## Short exercise
Print the lines below without any change, beginning with the line that contains "--target toy tea set" and continuing up to and including the line that contains "Give the mask of every instance of the toy".

## Data rows
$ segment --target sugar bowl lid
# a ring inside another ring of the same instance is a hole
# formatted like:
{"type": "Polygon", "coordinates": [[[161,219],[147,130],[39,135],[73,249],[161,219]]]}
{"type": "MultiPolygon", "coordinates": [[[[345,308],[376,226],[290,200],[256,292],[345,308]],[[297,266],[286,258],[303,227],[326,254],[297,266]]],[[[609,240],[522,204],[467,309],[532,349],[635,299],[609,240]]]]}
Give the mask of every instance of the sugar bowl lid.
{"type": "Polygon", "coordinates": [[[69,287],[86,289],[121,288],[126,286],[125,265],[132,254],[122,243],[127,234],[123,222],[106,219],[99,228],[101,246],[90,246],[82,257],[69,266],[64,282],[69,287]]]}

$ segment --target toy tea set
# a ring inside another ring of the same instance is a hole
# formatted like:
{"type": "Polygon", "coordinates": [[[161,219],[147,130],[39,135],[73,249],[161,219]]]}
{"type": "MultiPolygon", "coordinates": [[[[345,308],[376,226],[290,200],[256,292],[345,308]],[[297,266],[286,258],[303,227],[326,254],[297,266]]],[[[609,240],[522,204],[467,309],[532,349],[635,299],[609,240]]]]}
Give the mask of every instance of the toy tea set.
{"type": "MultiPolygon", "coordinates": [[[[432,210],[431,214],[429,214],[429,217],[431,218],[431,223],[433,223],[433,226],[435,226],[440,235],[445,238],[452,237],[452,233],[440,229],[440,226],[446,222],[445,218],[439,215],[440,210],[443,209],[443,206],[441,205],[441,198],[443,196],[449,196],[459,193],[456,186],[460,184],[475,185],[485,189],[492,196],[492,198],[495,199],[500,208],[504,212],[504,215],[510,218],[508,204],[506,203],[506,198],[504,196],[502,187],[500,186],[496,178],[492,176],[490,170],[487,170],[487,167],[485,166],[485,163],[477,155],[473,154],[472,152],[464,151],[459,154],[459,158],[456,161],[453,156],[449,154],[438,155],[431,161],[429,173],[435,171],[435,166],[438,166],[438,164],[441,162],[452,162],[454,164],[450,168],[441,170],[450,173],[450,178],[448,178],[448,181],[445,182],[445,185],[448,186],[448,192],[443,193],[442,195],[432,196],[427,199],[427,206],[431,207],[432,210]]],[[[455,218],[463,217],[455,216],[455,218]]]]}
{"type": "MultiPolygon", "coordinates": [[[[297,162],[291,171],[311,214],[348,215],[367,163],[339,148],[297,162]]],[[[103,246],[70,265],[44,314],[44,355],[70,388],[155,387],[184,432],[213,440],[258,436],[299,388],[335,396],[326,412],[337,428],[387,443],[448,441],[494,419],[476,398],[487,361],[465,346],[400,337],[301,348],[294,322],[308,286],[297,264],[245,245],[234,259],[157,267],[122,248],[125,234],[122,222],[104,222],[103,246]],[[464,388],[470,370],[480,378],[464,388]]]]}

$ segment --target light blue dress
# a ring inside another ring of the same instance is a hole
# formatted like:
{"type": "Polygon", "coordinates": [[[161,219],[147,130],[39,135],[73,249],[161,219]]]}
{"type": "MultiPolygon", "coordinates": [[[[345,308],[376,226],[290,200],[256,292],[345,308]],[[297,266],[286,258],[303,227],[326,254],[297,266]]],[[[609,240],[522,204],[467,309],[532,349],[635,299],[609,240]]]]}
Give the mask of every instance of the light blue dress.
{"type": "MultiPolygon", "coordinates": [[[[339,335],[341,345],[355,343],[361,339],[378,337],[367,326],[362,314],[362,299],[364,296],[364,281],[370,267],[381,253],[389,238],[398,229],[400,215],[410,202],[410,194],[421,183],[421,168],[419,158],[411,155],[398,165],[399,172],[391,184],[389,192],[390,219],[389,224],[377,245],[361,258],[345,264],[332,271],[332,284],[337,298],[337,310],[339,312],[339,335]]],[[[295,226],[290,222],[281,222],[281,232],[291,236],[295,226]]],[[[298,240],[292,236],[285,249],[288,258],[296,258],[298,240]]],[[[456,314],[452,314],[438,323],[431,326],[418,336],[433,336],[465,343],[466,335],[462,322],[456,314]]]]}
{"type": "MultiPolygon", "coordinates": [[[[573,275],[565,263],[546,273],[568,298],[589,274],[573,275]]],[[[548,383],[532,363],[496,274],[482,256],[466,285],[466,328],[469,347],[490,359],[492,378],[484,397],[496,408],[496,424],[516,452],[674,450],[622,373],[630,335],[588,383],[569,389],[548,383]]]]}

## Result
$ segment --target toy tea set
# a ring inside another ring of the same instance is a hole
# formatted like:
{"type": "Polygon", "coordinates": [[[161,219],[147,130],[39,135],[73,249],[161,219]]]}
{"type": "MultiPolygon", "coordinates": [[[[345,308],[376,226],[290,200],[256,292],[345,308]],[[297,266],[286,258],[303,227],[326,254],[297,266]]],[[[609,240],[522,204],[467,309],[532,349],[635,299],[609,240]]]]}
Give the mask of every instance of the toy tea set.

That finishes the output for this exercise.